[Document passage]
Speaker enrollment

Last updated: 2024-02-08

Contributors

Speaker enrollment is a process by which an identity becomes associated with a voice or acoustic signature. This allows RingCentral to include those identities in any reports it generates about the speakers within a media file.

Our Speaker Enrollment API can be used to register speakers and their voices before calling our other speaker-related APIs such as speaker identification, and speaker diarization. The speaker enrollment process is content agnostic, meaning there are no specific requirements or restrictions on what the speaker says in order generate their audio signature. However, for the best results, obey the following guidelines:

Use audio samples that are 12-30 seconds in length. Samples with more than 30 seconds will potentially be rejected due to too large size of based64 encoded content.
Ensure the sample include continuous and monologue speech, no silence, and no background noise if possible.
Enroll a speaker multiple times using different audio samples that exhibit diversity in the person's speech. After each enrollment, check the enrollment quality in the response. You should expect the quality to be "High".

[Stated goal] Pick up the speaker enrollment page where it stops and continue it.

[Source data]
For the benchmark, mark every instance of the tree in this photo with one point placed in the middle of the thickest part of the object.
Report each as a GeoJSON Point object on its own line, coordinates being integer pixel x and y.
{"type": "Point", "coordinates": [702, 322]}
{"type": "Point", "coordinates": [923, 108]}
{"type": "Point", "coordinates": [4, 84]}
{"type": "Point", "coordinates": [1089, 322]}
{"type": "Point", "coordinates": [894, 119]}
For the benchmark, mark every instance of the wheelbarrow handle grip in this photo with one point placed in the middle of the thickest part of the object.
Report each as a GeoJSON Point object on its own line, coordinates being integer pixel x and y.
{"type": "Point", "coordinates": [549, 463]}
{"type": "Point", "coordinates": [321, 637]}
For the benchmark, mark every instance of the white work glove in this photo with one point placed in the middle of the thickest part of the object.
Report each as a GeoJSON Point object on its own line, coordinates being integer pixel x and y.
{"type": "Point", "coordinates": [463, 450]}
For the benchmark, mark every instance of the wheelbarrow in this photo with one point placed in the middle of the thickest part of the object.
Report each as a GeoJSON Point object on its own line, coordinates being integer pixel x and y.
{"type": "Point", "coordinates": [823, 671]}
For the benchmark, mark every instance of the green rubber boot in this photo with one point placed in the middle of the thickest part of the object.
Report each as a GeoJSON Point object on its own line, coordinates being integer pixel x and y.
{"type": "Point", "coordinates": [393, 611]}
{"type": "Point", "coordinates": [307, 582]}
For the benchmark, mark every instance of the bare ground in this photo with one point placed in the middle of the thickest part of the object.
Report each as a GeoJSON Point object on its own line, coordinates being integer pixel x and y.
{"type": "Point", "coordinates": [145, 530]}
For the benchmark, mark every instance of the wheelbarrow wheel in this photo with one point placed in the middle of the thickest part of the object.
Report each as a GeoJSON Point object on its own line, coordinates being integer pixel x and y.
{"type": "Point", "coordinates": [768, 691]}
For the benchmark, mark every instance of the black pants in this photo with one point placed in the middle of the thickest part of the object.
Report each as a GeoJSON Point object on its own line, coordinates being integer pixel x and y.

[Answer to the task]
If the total speech duration of an enrollment is less than 12 seconds, the enrollment will be treated as incomplete and enrollmentComplete will be set to false.
Enrollments with status enrollmentComplete=True will be considered for identification, otherwise an error will be returned.

When enrolling a new speaker identification, a unique speakerId (a string of alphabetic, numeric and underscore characters) must be specified as an input. The system will register the speakerId value and associate it with the voice signature in the provided audio file. If the system detects that the specified speakerId exists, it will return an error '409 Conflict'. In that case, you have to update the enrollment if the audio content is recorded from the same person's speech that previously enrolled with that speaker Id. Or you have to specify a new speakerId value if the audio content is recorded from a different person's speech.

A speaker Id will be returned in a response of other AI APIs; E.g. the speech to text API, which supports the speaker identification if the voice speech in the audio matches the voice signature associated with the specified speakerId (provided that you set the speakerId in the API request!). The system does not record any other personal data relating to the speaker. Therefore, it is the developer's responsibility to store a speaker id and associate it with other data that will allow the client application to display the speaker's name or other speaker metadata in the final output.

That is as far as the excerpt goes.